Satir's Fifth Freedom

The Freedom to Take Risks in One's Own Behalf, Instead of Choosing to be Only "Secure" and Not Rocking the Boat.

According to Satir, congruence comes from being emotionally honest which is necessary for making contact. That means taking risks. Taking risks is doing something you have never done before or doing the same thing in a new way. For growth we must all be willing to change. A wise thinker coined the phrase, no gain without pain.

Change creates anxiety. Welcome anxiety as an invitation to learn and grow. You handle it by giving yourself encouragement and affirmations:
  • "My anxiety tells me I am choosing to risk. I can manage it."
  • "What do I need to learn from taking this risk?"
  • "What can I do differently to make this situation better? Do I need to set boundaries? Do I need to risk? Where does my power lie?"
  • "I am choosing to love. I am choosing to put down my shield. What an adventure!"
As you learn to take responsibility for your own anxiety, you open up to loving and being loved with no strings attached. A world renowned family therapist, author, lecturer and consultant, Virginia Satir's work, books, and posters had a profound influence on my life, books, counseling, teaching, and now on my blogs. Her five freedoms are at the heart of her wisdom.

The introduction to her little book, "Making Contact" begins with this. "I believe the greatest gift I can conceive of having from anyone is to be seen by them, heard by them, and touched by them. The greatest gift I can give is to see, hear, understand and to touch another person. When this is done I feel contact has been made."

### Try it
Return the passage on Satir's Fifth Freedom from "The Freedom to" to "gain without pain.", word for word. The entries have nothing to do with this.

### Dataset extract
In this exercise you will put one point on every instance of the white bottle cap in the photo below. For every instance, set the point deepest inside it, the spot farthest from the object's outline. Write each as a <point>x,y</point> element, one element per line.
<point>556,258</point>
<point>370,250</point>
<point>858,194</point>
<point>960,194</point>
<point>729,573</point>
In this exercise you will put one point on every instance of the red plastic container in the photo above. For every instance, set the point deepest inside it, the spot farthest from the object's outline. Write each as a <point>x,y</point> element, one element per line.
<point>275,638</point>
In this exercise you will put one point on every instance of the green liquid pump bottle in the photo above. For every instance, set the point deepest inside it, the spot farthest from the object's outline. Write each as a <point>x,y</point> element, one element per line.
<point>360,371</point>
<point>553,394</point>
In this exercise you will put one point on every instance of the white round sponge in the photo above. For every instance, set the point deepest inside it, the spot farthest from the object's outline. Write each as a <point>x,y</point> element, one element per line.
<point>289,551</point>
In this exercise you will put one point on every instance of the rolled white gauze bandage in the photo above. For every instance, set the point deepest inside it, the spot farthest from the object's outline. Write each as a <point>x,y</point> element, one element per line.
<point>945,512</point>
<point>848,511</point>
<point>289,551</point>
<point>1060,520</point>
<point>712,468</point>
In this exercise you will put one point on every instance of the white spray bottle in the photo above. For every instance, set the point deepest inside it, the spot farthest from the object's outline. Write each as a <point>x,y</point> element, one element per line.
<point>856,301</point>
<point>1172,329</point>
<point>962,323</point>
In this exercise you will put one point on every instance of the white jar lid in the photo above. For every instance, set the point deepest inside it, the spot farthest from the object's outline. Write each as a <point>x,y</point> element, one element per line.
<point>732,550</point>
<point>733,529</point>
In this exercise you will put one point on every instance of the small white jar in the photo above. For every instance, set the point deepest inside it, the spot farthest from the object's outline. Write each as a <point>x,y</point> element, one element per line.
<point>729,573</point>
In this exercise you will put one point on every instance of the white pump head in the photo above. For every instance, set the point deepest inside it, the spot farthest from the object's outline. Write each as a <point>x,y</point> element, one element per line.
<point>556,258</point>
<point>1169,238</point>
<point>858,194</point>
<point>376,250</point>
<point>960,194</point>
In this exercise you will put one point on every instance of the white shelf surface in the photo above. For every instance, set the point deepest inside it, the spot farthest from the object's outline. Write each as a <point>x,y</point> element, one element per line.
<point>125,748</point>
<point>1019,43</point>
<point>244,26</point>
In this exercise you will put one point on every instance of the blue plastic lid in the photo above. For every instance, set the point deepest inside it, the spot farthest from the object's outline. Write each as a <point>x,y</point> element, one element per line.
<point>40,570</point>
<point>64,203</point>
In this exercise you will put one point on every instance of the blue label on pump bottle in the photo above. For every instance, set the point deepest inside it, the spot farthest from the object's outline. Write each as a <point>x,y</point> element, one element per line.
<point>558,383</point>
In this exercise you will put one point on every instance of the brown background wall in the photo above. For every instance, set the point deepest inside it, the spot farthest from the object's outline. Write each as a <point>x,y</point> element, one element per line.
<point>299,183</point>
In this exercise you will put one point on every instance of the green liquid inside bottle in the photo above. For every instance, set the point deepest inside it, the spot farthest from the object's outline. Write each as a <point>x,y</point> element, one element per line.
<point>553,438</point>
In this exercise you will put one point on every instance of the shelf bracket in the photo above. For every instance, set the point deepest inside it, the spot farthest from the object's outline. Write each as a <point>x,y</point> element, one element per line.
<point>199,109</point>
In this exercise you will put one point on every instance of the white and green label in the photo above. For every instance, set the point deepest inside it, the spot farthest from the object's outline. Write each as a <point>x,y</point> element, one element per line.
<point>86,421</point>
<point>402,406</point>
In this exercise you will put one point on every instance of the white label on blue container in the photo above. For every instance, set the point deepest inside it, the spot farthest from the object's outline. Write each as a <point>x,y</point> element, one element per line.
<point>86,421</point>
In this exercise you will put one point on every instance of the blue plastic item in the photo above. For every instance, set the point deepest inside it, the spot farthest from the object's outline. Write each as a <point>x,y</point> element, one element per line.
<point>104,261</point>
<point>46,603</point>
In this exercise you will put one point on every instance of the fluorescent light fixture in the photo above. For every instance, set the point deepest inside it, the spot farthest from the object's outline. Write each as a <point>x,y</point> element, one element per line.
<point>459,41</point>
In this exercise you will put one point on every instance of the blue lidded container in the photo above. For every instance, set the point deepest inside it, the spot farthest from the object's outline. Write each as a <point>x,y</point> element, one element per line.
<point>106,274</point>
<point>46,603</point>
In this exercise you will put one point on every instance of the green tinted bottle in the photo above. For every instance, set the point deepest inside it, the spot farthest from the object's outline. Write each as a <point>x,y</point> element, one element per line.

### Exercise output
The Freedom to Take Risks in One's Own Behalf, Instead of Choosing to be Only "Secure" and Not Rocking the Boat.

According to Satir, congruence comes from being emotionally honest which is necessary for making contact. That means taking risks. Taking risks is doing something you have never done before or doing the same thing in a new way. For growth we must all be willing to change. A wise thinker coined the phrase, no gain without pain.